■ **Page text**
######
Barnet Hospital is a district general hospital situated in Barnet, in North London. It is managed by the Royal Free London NHS Foundation Trust.

The hospital has its origins in the Wellhouse Hospital which opened in 1920 and became the Barnet General Hospital in 1950. The Barnet General Hospital was replaced by a new hospital, procured under the private finance initiative in the late 20th century. The new facility, which offers a complete range of services, was built by Bouygues and opened as Barnet Hospital in 2002. The hospital, which is well served by local bus services, was evaluated as good by the Care Quality Commission in 2016. Barnet Hospital was being investigated in relation to the Jimmy Savile sexual abuse scandal in 2013.

==Overview==
The original hospital on the site was the Wellhouse Hospital which was opened by Viscount Hampden, the Lord Lieutenant of Hertfordshire, in November 1920. It was renamed Barnet General Hospital in 1950.

The rebuilding of the hospital was procured under a Private Finance Initiative contract in 1999. The works were designed by the Percy Thomas Partnership and carried out by Bouygues at a cost of £54 million. They were completed in February 2002 and the new facilities were opened by the Princess Royal in February 2003. Barnet General Hospital became Barnet Hospital at that time.

The new facilities provided include accident and emergency care, intensive care, internal medicine, surgery, gynecology, orthopaedics, anesthetics, haematology, stroke medicine, dermatology, paediatrics and genito-urinary medicine.

Since July 2014, the hospital has been part of the Royal Free London NHS Foundation Trust along with Chase Farm Hospital.

==Transport links==
Barnet Hospital is served by London Buses routes 107, 263, 307, 384, school routes 606, 634, night route N20 and non-TfL routes 614 and 243. The closest Underground station is High Barnet, which is a 25-minute walk away. On site parking has been highlighted by Which? as having the highest minimum charge in the country.
######
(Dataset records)
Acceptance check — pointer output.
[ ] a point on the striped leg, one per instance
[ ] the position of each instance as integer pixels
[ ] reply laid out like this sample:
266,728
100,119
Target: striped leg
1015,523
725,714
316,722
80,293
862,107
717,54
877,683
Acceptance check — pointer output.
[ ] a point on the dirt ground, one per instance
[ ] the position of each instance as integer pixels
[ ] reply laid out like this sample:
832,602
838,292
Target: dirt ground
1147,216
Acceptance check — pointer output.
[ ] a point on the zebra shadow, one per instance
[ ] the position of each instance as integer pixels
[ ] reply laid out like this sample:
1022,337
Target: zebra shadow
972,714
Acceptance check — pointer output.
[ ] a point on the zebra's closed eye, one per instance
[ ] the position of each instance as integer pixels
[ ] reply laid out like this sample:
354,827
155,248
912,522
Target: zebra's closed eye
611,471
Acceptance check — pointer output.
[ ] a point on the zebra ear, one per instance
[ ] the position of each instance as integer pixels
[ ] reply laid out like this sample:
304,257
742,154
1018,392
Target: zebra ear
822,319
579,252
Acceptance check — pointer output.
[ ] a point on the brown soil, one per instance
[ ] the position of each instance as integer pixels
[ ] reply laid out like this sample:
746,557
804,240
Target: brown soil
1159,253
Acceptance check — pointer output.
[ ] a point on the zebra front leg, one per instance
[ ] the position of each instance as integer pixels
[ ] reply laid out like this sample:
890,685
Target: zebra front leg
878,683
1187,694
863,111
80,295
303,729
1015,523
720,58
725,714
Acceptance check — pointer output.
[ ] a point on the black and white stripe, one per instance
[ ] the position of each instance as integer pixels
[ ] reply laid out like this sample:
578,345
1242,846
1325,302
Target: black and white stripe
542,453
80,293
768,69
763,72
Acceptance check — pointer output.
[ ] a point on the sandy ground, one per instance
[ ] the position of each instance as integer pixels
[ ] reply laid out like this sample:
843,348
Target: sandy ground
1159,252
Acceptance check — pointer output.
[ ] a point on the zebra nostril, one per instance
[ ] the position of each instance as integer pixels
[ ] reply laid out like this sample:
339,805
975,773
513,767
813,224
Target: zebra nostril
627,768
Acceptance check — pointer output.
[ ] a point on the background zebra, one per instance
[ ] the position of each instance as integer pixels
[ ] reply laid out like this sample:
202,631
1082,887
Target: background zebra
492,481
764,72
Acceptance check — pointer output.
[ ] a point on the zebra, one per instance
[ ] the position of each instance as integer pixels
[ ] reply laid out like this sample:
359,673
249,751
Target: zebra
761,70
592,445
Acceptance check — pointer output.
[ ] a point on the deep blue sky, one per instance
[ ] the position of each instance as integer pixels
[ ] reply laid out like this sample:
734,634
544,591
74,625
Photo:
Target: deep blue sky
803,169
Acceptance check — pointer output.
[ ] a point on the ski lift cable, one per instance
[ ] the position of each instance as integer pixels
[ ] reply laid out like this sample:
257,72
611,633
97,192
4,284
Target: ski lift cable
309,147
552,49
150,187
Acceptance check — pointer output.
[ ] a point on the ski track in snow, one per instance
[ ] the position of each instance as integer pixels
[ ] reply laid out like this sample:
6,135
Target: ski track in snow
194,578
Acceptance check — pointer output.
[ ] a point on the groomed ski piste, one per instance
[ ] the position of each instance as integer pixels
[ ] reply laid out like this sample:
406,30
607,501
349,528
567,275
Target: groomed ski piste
######
■ **Task set**
(a) List every distinct calendar year mentioned in the Barnet Hospital text, in ascending order.
(b) Continue the Barnet Hospital text from its final sentence.

■ **Exercise results**
(a) 1920, 1950, 1999, 2002, 2003, 2013, 2014, 2016

(b)
==CQC evaluation==
The Care Quality Commission rated Barnet General Hospital as "good" overall in August 2016. The findings of the report are summarised in the table below:

|  | Safe | Effective | Caring | Responsive | Well-led | Overall |
|---|---|---|---|---|---|---|
| Urgent and emergency services | Good | Good | Good | Good | Good | Good |
| Medical care | Good | Good | Good | Good | Good | Good |
| Surgery | Good | Good | Good | Good | Good | Good |
| Critical care | Good | Good | Good | Requires improvement | Good | Good |
| Maternity and gynaecology | Good | Good | Good | Good | Good | Good |
| Services for children and young people | Good | Good | Good | Good | Good | Good |
| End of life care | Good | Good | Good | Good | Good | Good |
| Outpatients and diagnostic imaging | Good | Not rated | Good | Good | Good | Good |
| Overall | Good | Good | Good | Good | Good | Good |

==Abuse inquiries==
In November 2013, the Health Secretary Jeremy Hunt announced that Barnet Hospital was being investigated in relation to the Jimmy Savile sexual abuse scandal. The subsequent NHS and DoH investigation concluded that following an extensive search of Trust and public archives, the investigating team found no record of JS being involved with BH, either through fund raising events, VIP visits or charitable donations.